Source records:
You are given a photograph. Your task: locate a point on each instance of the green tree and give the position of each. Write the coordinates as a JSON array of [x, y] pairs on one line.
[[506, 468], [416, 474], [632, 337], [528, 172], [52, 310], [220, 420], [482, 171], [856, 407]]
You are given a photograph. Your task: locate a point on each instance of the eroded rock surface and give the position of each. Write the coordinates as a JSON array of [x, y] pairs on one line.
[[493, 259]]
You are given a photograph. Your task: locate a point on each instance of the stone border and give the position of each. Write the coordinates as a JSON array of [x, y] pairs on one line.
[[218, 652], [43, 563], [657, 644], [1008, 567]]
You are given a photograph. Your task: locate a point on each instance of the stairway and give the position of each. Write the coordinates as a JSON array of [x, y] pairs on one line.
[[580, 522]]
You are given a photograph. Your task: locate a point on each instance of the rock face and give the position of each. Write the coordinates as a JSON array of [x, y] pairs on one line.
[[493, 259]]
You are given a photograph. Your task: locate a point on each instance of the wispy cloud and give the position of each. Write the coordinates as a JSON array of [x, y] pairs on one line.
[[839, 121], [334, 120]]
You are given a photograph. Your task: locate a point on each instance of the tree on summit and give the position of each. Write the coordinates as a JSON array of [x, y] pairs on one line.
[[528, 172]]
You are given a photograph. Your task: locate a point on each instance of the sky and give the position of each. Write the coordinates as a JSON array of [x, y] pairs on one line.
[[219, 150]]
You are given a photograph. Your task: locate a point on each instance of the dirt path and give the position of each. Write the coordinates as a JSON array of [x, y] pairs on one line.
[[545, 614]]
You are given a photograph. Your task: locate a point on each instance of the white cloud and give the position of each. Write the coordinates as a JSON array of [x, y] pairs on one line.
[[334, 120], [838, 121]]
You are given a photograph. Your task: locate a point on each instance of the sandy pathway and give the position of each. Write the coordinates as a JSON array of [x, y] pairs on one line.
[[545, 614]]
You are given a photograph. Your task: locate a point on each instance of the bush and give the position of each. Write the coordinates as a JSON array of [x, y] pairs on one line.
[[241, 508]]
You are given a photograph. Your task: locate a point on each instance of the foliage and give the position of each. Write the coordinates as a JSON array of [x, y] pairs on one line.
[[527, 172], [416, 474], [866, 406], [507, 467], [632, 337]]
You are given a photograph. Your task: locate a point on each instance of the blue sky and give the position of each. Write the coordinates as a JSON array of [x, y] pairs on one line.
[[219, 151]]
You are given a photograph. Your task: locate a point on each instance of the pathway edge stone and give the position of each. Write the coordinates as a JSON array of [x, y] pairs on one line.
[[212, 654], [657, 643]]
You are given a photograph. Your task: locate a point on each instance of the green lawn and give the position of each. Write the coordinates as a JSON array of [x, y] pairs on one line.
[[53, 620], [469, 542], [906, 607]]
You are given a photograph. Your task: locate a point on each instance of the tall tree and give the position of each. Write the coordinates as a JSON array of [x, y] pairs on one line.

Work to be completed ▸ Copy every one of the lines above word for word.

Answer ▸
You are given a photograph. Your task: locate a point on each instance of the green tree and give the position of each. Write the coordinates as a JSON array of [x, y] pairs on one line.
[[506, 468], [416, 474], [632, 337], [528, 172], [52, 310], [220, 420], [482, 171], [856, 407]]
You are given a photograph. Your task: locate a point on each instance of the eroded rock surface and give the position of each. Write the coordinates as a JSON array of [x, y] pairs on one line.
[[493, 259]]
You are given a photograph. Your task: locate a point on each instance of the stone border and give the position of each. Write the coordinates as a JSON array of [x, y] pairs on one line.
[[218, 652], [43, 563], [657, 644], [1008, 567]]
You are given a photograph. Your task: locate a point on each instance of the stairway and give the position of each. Write the coordinates as a JSON array of [x, y] pairs on one line.
[[580, 522]]
You are given a photograph. Your task: locate a point on each instance of the rock face and give the position of each. Write the coordinates as a JSON array of [x, y] pairs on one line.
[[493, 259]]
You are given a photograph. Your task: locate a point on each instance of the wispy cloud and give the position of each. Write the coordinates as a JSON array of [x, y] pairs on one line.
[[839, 121], [334, 120]]
You are given a photograph. Your task: locate a point on each instance of the tree on summit and give the position of each. Write the coordinates as a JSON array of [x, y] pairs on one line.
[[528, 172]]
You are given a photograph. Your task: locate a point on each instance of the sky and give the position of each. Write the coordinates as a JSON array of [x, y] pairs on one line.
[[219, 150]]
You are given a photograph. Your task: locate a point on each instance of the dirt path and give the position of each. Write the coordinates as a JSON array of [x, y] pairs on one line.
[[545, 614]]
You are given a photograph. Your task: locate a point on each instance of the white cloud and give the position of each. Write the coordinates as a JSON array of [x, y] pairs on one line.
[[334, 120], [838, 121]]
You are given a photograph. Your task: locate a point on each instance of the sandy pathway and give the position of each. Write the coordinates as a JSON array of [x, y] pairs on one line.
[[545, 614]]
You are given a photograph. Your task: locate a point on each instance of the bush and give the position of each. Write the coordinates as a JSON array of [x, y] pairs on one line.
[[241, 508]]
You are given a photograph. Your task: locate a point on each instance of the foliage and give the position of each. Write the coordinates as a JSON array of [x, y] pairs on one line.
[[527, 172], [416, 474], [866, 406], [507, 467], [632, 337]]
You are given a photograph. Your task: locate a point on each instance of the blue sky and give the position of each. Write the coordinates as a JSON array of [x, y] pairs on one line.
[[219, 151]]
You are given a photograph. Your task: locate a point on each instance of the pathway edge stone and give the position of each. Write the coordinates as a JSON array of [x, y] pairs on one line.
[[212, 654], [657, 643]]
You are given a photograph. Your task: locate a point on each instance of the green lawn and give the position of each. Write the coordinates as a JSON array of [x, y] pairs on one line.
[[53, 620], [469, 542], [906, 607]]
You are given a photograph. Your task: locate a point on each instance of the tall tree and give the position of each. Write the coordinates as a JSON array of [x, y] pairs on one line.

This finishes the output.